▶ TEXTO DADO:
El más dulce recuerdo de mi vida

Especial para En Rojo

 Se metió la familia entera en la Montero de mi tío para irnos de paseo. Yo era la pequeña, así que me mandaron al baúl–de todas formas eso era lo que yo quería. Ya no necesitaba que mis primas me acompañaran como antes, recién había cumplido diez años y me habían regalado ese Walkman Sony multicolor. Mi mamá, mis tíos y mis primas quedaban tan lejos que no podrían saber lo que yo andaba sintiendo ni aunque me pusiera a cantar. Anduvimos todo el viaje sumidas en ello, Selena, yo, y nuestro amor.

Registros de anotación de coordenadas

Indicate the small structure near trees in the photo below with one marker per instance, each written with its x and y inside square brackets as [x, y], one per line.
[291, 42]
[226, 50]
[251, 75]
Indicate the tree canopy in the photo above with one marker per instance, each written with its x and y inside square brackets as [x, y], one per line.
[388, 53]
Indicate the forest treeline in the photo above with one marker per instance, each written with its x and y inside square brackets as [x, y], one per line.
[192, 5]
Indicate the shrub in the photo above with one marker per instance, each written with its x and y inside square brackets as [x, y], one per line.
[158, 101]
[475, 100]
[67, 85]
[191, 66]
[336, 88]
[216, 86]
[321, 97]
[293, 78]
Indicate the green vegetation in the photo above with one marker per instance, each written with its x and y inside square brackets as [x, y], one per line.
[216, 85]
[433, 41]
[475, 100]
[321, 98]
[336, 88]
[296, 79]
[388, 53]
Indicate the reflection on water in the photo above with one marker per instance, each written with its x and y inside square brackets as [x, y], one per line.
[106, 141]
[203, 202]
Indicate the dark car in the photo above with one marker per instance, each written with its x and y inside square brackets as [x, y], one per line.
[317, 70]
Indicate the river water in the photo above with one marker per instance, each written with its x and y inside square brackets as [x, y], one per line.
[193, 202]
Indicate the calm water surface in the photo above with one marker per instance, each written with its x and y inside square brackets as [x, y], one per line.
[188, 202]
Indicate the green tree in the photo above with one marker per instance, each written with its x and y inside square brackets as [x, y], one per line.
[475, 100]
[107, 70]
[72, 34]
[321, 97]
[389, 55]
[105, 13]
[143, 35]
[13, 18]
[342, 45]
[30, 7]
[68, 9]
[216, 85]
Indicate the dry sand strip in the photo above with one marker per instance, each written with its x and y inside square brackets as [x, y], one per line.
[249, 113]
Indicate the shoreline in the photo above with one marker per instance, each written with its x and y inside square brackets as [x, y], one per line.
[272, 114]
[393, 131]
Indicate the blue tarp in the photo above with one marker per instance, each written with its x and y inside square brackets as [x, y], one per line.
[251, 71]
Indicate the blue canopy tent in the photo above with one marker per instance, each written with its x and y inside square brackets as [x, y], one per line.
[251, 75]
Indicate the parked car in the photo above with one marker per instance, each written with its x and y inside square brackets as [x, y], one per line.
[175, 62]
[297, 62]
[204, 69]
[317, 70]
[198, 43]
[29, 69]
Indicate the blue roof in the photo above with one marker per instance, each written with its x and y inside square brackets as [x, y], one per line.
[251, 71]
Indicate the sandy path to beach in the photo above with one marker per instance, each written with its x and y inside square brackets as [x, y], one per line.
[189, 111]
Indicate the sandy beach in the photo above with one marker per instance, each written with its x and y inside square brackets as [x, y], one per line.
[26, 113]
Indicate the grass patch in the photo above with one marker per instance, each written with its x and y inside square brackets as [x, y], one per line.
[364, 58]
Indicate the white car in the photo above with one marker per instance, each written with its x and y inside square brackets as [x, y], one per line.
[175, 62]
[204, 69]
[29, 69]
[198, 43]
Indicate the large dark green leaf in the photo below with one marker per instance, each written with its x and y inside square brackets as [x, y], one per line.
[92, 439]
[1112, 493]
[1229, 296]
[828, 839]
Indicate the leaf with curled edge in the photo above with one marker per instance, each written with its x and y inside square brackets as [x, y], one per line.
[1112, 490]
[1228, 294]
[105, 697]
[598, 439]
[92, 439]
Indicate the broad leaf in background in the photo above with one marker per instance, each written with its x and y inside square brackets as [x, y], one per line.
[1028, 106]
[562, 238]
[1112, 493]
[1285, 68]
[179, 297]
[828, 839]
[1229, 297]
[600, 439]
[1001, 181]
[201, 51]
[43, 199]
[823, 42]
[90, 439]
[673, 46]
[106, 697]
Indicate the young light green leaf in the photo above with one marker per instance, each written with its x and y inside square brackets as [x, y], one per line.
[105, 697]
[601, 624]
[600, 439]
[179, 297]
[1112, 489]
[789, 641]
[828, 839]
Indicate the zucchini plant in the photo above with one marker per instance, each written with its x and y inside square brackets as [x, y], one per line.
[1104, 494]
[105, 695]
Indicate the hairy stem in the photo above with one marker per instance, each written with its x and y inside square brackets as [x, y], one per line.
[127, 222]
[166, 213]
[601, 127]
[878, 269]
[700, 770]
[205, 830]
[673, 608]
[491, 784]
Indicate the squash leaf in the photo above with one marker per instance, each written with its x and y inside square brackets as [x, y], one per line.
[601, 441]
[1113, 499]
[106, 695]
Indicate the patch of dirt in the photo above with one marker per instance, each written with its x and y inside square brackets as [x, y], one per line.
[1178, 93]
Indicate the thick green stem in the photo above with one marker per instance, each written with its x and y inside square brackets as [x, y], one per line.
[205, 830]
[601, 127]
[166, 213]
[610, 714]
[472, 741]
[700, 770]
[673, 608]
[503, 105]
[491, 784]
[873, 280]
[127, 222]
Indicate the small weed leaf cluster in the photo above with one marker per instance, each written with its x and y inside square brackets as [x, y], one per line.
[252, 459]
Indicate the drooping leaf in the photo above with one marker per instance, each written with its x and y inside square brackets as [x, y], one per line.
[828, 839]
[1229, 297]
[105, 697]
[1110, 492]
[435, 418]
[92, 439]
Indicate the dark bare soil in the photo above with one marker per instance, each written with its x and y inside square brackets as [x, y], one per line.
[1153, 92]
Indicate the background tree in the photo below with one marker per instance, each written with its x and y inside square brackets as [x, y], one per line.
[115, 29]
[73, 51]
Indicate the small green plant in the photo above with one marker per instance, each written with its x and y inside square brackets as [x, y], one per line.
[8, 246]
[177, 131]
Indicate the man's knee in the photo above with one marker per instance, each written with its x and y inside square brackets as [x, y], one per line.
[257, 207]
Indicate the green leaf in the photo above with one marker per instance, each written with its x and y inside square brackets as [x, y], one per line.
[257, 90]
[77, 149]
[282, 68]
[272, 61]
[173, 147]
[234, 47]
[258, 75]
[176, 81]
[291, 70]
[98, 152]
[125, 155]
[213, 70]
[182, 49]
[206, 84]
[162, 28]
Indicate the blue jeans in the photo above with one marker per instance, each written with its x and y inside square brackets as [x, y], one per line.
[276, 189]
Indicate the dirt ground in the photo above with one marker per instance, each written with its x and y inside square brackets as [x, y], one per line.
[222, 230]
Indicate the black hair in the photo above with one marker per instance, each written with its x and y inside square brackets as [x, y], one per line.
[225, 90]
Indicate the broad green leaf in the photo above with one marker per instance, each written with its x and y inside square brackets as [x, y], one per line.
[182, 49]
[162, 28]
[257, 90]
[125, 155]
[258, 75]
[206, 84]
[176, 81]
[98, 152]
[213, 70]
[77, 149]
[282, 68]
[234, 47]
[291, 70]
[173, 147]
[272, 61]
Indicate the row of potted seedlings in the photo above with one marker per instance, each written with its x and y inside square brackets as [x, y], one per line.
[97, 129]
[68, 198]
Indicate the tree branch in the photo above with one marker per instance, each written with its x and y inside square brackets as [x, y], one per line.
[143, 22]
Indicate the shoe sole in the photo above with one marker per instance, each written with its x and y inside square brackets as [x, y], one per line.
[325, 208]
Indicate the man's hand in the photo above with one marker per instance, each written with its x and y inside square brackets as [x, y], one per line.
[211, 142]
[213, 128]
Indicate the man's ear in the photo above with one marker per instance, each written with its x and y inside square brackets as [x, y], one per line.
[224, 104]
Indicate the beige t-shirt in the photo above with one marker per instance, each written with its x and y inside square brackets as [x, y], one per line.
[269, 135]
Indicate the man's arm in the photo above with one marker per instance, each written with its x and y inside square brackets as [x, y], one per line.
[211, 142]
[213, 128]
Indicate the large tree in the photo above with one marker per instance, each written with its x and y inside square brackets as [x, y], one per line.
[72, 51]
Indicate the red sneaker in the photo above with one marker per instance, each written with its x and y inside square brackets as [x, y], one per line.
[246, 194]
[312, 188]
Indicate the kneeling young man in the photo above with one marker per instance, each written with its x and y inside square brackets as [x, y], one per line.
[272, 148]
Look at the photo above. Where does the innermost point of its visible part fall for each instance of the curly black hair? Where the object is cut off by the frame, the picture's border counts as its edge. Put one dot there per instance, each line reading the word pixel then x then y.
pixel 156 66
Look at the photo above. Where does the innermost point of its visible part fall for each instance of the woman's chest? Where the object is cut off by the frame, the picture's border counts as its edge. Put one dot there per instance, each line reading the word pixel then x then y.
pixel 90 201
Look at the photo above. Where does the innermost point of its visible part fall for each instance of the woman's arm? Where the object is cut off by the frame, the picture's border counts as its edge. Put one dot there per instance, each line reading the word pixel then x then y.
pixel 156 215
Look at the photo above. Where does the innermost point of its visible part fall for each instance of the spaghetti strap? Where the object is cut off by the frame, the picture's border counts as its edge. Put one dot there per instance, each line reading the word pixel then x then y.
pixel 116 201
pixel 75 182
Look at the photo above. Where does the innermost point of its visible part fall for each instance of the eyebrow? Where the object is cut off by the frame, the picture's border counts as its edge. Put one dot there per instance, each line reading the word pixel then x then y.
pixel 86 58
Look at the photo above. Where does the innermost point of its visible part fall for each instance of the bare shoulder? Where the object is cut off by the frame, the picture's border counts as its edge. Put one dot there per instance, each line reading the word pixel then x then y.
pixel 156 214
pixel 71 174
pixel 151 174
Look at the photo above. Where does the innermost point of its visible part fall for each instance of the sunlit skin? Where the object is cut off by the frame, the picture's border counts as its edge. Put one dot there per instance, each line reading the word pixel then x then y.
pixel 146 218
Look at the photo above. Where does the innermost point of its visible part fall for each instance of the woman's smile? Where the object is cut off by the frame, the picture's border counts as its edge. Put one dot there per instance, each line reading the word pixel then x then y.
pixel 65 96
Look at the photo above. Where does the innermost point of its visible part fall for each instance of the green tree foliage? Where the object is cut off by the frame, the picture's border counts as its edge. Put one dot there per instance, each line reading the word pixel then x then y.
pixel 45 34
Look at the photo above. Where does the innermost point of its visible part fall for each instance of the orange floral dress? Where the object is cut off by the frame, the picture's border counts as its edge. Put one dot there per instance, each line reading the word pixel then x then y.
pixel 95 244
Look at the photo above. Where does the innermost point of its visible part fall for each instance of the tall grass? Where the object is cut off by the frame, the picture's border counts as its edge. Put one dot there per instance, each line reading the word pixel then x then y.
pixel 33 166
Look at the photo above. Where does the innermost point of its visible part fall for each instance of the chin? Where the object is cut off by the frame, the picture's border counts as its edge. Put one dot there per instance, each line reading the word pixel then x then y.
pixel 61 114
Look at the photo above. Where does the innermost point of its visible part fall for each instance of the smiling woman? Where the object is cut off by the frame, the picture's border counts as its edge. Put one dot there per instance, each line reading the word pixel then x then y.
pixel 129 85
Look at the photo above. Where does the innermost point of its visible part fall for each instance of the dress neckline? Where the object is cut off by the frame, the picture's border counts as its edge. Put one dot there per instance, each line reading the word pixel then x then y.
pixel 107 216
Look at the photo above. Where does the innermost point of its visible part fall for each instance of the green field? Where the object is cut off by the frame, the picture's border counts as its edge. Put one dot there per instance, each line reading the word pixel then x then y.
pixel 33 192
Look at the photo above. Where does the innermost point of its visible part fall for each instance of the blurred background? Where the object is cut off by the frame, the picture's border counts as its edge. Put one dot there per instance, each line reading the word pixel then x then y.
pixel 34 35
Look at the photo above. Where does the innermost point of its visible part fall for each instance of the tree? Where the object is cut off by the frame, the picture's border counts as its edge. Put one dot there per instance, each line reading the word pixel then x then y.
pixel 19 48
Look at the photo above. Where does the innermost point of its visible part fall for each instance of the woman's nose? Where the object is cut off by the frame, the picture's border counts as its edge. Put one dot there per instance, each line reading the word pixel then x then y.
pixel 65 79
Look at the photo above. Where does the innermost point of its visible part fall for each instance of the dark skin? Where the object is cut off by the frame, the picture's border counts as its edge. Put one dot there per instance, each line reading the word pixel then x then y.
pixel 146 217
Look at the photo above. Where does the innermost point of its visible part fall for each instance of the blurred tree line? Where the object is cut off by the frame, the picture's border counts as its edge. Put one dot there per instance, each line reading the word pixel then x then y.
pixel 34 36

▶ LISTA DE TAREAS:
• 1. Resume en dos oraciones el relato del paseo familiar.
• 2. Sigue escribiendo el relato del paseo familiar desde donde termina.
Las líneas no tienen nada que ver con el relato del paseo familiar.

▶ RESPUESTAS ESPERADAS:
• 1. La familia entera se subió a la Montero del tío para ir de paseo, y a la narradora, que era la más pequeña, la mandaron al baúl, justo lo que ella quería. Con diez años recién cumplidos y un Walkman Sony multicolor de regalo, iba tan lejos de su mamá, sus tíos y sus primas que nadie podía saber lo que sentía, y pasó todo el viaje con Selena y su amor.

• 2.
 Rebobiné Amor prohibido tantas veces, buscando aquello que sólo se puede encontrar repitiendo las letras hasta quemarlas. Era una niña, a esas canciones aún no podía corresponderles ninguna experiencia. Pero lo mismo podría decirse al revés: ¿Cómo iba a tener experiencias si no me sabía de antemano sus canciones? En estos días seguramente no soy la única que anda rememorando aquella duda existencial. Seguramente no sería la única a quien una cámara furtiva, en la cocina o la ducha, captaría cantando sin tapujos las rancheras y las cumbias de Selena. Yo por lo menos ando en esas, imitando su voz con los labios entornados, bailando como si de verdad la vida me hubiera dado sus caderas, qué más da. Y aunque nadie sea testigo, yo digo que me sé de memoria todas las canciones. Porque nadie creerá que las líricas que dieron forma al corazón de una niña podrán olvidarse un día.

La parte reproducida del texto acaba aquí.